Records from an annotation dataset:
>>>

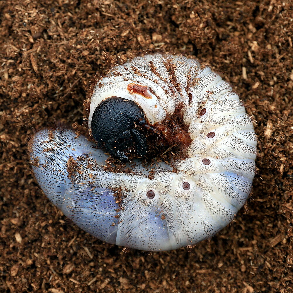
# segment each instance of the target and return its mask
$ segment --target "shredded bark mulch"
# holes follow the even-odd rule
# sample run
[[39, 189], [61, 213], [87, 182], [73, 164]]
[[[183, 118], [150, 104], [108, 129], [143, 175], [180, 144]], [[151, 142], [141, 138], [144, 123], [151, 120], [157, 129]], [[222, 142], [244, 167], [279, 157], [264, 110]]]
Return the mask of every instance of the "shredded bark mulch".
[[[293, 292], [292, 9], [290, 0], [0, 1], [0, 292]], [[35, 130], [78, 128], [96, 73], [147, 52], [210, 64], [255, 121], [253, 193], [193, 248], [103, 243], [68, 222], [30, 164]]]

<<<

PROBLEM TO SOLVE: Format every line of the material above as a JSON list of strings, one string per line, with blank lines omitted. Leave the pictures out of the answer.

ANSWER TO THE TASK:
[
  "# segment each instance of the target and return its mask",
  "$ segment --target \"shredded bark mulch\"",
  "# holes follow the even-odd rule",
  "# sample run",
  "[[39, 189], [61, 213], [87, 182], [73, 164]]",
  "[[[183, 118], [150, 104], [108, 129], [143, 175], [180, 144]], [[151, 142], [141, 138], [144, 123], [151, 120], [157, 129]], [[222, 142], [244, 167], [279, 157], [264, 110]]]",
  "Return the mask of every instance of the \"shredded bark mulch\".",
  "[[[293, 292], [292, 9], [290, 0], [0, 1], [0, 292]], [[35, 130], [78, 128], [96, 73], [147, 52], [210, 64], [255, 121], [253, 193], [193, 248], [103, 243], [68, 222], [30, 164]]]"
]